— Start Available records —

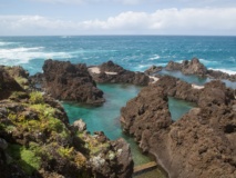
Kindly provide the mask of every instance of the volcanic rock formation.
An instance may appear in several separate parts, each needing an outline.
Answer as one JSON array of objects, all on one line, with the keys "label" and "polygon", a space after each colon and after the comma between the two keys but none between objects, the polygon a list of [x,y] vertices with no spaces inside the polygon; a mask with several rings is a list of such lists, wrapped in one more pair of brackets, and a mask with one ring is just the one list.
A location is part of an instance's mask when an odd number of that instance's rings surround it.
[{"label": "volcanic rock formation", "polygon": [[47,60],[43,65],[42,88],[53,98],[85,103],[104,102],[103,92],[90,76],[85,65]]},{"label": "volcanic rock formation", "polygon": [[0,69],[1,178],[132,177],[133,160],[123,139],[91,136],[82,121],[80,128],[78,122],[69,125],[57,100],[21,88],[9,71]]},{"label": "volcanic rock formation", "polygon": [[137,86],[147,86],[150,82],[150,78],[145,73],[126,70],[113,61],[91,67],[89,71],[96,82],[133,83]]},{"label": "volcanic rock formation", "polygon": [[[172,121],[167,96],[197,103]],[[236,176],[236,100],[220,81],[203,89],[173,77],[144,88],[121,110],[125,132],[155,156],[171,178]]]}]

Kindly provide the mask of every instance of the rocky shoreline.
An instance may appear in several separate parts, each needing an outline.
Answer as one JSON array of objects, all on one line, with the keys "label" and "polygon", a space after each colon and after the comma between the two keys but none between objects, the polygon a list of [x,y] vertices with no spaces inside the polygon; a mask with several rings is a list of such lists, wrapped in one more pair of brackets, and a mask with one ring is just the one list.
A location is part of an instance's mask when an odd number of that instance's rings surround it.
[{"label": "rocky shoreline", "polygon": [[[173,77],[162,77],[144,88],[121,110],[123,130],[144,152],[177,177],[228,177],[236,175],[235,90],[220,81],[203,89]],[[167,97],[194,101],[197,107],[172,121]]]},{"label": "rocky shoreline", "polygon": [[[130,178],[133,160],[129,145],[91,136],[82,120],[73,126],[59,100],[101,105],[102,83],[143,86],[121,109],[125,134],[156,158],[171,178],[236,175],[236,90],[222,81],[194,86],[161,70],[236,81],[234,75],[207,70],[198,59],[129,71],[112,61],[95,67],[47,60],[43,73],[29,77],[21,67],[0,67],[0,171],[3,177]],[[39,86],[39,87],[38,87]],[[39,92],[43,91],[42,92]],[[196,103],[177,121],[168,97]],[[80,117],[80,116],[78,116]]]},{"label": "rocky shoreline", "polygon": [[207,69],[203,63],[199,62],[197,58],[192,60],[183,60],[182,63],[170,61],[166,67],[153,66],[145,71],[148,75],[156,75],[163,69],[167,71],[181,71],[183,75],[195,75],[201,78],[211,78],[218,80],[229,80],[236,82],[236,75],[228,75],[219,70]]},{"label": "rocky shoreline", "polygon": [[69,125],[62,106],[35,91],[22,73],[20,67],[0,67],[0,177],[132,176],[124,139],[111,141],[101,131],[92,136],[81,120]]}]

— End Available records —
— Start Available records —

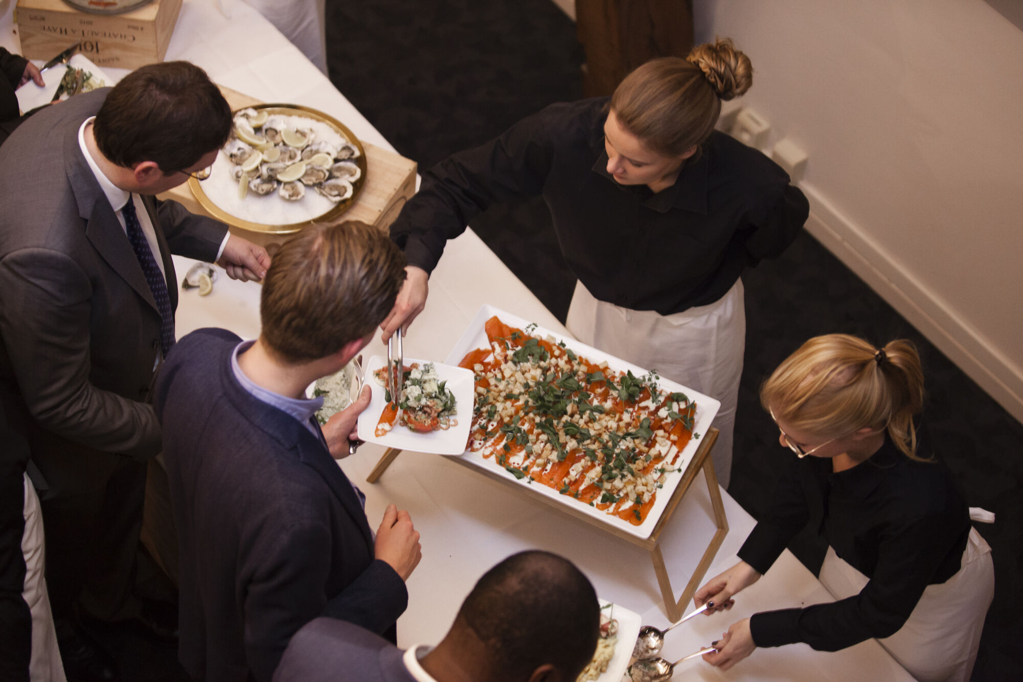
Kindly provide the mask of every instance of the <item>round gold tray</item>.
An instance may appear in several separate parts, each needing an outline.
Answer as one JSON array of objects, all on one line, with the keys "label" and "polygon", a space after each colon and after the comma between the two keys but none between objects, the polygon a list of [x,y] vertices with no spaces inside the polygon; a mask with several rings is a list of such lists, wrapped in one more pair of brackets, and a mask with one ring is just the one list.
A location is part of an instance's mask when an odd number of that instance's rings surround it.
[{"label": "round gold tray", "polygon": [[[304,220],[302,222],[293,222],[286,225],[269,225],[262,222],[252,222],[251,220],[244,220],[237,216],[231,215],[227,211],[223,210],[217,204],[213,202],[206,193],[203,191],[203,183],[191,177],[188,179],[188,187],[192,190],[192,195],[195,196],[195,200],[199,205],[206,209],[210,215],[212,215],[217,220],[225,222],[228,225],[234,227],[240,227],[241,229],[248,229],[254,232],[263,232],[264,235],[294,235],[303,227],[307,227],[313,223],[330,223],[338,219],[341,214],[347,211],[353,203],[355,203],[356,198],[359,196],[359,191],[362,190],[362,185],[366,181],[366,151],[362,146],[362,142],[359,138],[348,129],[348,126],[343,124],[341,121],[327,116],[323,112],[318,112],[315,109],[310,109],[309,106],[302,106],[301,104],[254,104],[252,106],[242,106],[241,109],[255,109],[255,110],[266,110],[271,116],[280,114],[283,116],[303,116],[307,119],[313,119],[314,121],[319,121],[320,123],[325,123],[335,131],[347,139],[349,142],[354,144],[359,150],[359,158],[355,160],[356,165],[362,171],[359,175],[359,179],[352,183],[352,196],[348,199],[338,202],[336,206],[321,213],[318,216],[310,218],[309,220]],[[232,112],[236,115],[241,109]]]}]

— End Available records —

Copy out every line of the data above that contains the string "volcanic".

Kindly provide the mask of every instance of the volcanic rock formation.
[{"label": "volcanic rock formation", "polygon": [[47,60],[43,65],[42,88],[53,98],[85,103],[104,102],[103,92],[90,76],[85,65]]},{"label": "volcanic rock formation", "polygon": [[0,69],[1,178],[132,177],[133,160],[123,139],[91,136],[82,121],[80,128],[78,122],[69,125],[57,100],[21,88],[9,71]]},{"label": "volcanic rock formation", "polygon": [[137,86],[147,86],[150,82],[150,78],[145,73],[126,70],[113,61],[91,67],[89,71],[96,82],[133,83]]},{"label": "volcanic rock formation", "polygon": [[[172,121],[167,96],[197,103]],[[236,176],[236,100],[220,81],[203,89],[173,77],[144,88],[121,110],[125,132],[155,156],[171,178]]]}]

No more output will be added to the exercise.